Copy out, word for word, the lines of the listing from the one containing "Give the segmentation of every instance of the black" through the one containing "List every instance of the black", inclusive of both.

- Items listed in a dataset -
· · · · · · ·

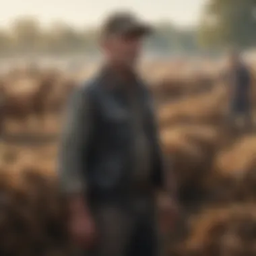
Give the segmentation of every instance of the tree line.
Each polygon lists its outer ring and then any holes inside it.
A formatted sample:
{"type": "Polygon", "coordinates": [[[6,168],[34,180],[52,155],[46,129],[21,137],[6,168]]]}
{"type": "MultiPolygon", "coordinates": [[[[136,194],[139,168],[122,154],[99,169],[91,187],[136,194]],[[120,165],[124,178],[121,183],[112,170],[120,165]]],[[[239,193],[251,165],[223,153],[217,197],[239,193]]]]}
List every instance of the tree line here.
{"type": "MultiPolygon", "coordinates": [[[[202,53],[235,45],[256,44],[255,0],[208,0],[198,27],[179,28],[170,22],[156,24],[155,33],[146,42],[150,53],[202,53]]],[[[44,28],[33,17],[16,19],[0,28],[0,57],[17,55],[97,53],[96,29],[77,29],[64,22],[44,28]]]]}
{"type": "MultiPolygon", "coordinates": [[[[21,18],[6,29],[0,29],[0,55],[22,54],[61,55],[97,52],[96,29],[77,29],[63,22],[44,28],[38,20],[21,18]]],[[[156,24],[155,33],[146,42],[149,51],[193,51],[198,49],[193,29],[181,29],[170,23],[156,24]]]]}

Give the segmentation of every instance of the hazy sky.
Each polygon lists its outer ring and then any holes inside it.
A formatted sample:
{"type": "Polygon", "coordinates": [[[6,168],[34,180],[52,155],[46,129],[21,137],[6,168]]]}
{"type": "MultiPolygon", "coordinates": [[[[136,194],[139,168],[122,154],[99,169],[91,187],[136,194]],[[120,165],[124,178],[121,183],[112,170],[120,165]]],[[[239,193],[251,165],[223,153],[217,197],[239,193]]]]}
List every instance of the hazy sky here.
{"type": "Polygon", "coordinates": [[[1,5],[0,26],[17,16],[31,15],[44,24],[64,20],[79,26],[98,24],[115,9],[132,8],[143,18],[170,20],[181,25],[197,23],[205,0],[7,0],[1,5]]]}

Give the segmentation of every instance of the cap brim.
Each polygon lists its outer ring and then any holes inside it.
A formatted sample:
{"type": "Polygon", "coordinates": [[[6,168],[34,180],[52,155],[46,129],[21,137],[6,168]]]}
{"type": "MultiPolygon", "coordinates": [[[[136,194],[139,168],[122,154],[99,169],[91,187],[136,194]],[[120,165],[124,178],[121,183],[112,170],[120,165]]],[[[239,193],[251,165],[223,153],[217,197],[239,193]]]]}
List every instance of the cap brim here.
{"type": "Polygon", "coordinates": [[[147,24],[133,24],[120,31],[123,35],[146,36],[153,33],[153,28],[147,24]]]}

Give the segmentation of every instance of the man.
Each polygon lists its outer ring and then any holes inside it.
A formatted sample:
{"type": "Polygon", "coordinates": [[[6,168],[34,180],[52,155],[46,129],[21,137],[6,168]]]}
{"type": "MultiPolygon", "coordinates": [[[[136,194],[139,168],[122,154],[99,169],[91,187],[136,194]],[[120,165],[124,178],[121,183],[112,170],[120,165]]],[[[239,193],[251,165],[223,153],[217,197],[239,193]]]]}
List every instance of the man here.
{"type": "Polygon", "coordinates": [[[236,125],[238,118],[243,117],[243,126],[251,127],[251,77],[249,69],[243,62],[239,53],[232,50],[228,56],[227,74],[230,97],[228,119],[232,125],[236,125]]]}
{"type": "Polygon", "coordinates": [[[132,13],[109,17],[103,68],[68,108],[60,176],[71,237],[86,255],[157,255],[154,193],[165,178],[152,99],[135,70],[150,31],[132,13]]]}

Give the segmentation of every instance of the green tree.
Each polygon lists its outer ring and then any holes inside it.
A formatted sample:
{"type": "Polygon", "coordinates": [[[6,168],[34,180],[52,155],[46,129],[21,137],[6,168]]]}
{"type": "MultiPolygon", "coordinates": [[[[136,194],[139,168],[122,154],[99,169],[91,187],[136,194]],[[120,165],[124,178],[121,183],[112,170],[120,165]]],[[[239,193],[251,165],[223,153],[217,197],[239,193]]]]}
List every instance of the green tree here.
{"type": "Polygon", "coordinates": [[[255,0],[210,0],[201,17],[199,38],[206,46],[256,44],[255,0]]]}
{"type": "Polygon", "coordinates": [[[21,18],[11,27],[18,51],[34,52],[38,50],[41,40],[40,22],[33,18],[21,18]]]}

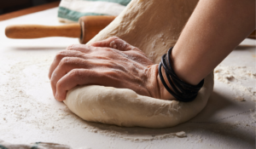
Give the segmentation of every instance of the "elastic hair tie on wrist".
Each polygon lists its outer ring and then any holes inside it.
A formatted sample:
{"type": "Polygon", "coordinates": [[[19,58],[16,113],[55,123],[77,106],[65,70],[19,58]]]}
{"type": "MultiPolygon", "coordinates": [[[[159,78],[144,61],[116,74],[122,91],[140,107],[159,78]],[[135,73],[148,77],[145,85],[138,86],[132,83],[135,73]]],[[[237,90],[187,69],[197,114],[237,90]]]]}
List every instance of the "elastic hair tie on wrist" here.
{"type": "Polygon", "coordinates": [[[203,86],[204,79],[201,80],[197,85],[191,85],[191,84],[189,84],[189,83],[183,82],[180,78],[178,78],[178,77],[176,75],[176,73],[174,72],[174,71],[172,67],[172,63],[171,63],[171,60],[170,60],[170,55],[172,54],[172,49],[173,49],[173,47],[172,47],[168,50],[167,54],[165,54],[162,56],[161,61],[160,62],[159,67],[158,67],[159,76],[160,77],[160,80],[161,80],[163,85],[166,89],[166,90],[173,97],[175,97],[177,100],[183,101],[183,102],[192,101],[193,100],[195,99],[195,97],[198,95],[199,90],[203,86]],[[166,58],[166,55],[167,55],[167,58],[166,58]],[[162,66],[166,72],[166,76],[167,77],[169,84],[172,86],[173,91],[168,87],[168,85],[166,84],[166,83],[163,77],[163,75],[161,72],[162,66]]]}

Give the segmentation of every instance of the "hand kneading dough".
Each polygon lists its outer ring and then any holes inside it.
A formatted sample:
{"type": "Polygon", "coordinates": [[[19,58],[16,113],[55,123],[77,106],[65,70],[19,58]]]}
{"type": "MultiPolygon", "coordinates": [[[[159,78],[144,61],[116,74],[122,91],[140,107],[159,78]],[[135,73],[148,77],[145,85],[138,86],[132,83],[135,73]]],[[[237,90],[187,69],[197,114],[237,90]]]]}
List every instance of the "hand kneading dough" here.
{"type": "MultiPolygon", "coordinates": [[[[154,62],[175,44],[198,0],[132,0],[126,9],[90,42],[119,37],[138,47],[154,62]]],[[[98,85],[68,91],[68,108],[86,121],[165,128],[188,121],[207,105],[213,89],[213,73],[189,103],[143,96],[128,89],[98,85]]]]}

· · · · · · ·

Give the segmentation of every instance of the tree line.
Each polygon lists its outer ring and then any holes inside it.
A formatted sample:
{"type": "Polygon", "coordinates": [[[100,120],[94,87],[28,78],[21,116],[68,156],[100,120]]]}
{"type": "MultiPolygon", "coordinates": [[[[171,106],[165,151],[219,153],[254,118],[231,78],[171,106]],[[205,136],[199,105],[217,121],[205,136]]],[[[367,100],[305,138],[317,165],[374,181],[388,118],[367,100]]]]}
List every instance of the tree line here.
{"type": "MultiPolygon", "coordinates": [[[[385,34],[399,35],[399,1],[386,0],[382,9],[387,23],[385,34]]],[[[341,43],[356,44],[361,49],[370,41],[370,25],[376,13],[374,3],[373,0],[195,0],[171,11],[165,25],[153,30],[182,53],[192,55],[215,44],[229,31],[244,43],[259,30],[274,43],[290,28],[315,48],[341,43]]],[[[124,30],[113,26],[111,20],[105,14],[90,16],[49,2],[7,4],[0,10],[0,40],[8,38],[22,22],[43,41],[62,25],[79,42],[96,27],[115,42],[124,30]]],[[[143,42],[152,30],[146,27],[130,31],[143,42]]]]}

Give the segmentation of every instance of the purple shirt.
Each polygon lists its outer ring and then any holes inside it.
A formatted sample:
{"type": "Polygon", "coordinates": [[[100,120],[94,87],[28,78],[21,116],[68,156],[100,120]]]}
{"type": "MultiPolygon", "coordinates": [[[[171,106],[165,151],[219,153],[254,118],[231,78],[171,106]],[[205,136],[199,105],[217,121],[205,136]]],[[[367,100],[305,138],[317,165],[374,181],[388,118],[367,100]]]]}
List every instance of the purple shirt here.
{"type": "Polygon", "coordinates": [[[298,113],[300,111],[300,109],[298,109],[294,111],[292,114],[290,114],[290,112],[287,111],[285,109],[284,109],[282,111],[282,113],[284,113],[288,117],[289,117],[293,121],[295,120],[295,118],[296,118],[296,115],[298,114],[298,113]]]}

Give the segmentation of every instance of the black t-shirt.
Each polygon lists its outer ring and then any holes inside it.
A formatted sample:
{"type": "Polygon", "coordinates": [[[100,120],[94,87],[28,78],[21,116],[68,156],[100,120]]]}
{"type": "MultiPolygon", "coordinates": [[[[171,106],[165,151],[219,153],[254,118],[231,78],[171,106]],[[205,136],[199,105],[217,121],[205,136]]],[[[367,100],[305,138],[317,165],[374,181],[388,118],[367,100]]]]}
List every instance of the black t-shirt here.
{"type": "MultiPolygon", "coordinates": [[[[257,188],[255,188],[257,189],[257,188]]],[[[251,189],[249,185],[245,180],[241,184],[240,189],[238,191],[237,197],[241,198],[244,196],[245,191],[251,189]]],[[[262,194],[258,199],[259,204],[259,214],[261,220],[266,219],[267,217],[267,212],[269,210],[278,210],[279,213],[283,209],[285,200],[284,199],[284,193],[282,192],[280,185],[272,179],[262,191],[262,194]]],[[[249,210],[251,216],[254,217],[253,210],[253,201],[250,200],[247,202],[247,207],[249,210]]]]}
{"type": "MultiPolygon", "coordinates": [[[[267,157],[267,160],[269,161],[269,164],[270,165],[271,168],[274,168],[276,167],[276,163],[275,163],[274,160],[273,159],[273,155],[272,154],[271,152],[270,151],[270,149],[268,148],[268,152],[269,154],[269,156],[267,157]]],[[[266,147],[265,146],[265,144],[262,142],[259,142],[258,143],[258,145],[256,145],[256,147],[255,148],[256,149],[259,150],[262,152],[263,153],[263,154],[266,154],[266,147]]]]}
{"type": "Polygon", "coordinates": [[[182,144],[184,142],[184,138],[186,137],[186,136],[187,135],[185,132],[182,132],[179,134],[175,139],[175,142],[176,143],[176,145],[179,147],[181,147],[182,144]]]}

· · · · · · ·

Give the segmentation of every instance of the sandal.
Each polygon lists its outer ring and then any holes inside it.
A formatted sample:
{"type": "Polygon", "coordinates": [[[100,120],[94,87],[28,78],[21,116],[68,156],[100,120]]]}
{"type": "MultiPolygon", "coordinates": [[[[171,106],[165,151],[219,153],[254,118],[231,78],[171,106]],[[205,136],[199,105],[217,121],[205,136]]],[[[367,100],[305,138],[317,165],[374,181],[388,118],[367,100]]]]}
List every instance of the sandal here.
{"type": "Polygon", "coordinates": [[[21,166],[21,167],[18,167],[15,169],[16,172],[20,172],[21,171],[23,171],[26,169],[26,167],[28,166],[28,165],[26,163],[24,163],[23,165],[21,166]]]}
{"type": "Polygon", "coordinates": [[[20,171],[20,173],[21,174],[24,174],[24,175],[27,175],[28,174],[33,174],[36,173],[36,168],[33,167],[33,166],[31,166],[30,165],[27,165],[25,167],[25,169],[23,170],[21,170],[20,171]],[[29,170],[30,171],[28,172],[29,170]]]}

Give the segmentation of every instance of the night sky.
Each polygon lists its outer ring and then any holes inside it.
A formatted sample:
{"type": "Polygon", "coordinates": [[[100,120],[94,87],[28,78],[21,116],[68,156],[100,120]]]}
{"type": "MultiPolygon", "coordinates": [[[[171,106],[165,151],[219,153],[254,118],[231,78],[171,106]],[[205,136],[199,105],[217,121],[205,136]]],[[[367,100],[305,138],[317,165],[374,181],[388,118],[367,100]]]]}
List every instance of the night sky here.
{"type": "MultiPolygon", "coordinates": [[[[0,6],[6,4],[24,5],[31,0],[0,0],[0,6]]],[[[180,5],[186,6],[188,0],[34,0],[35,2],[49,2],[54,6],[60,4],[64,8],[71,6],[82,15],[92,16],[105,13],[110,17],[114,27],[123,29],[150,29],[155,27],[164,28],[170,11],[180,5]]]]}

· · · · · · ·

- EXPECTED ANSWER -
Give the segmentation of every instance of the black t-shirt.
Each polygon lists its outer ring and then any holes inside it.
A formatted sample:
{"type": "Polygon", "coordinates": [[[100,120],[94,87],[28,78],[21,116],[68,156],[100,120]]]}
{"type": "MultiPolygon", "coordinates": [[[[171,106],[165,151],[219,153],[254,118],[231,78],[171,106]],[[205,136],[199,105],[217,121],[205,136]]],[[[367,100],[305,138],[317,165],[374,181],[388,118],[367,100]]]]}
List every instance of the black t-shirt here.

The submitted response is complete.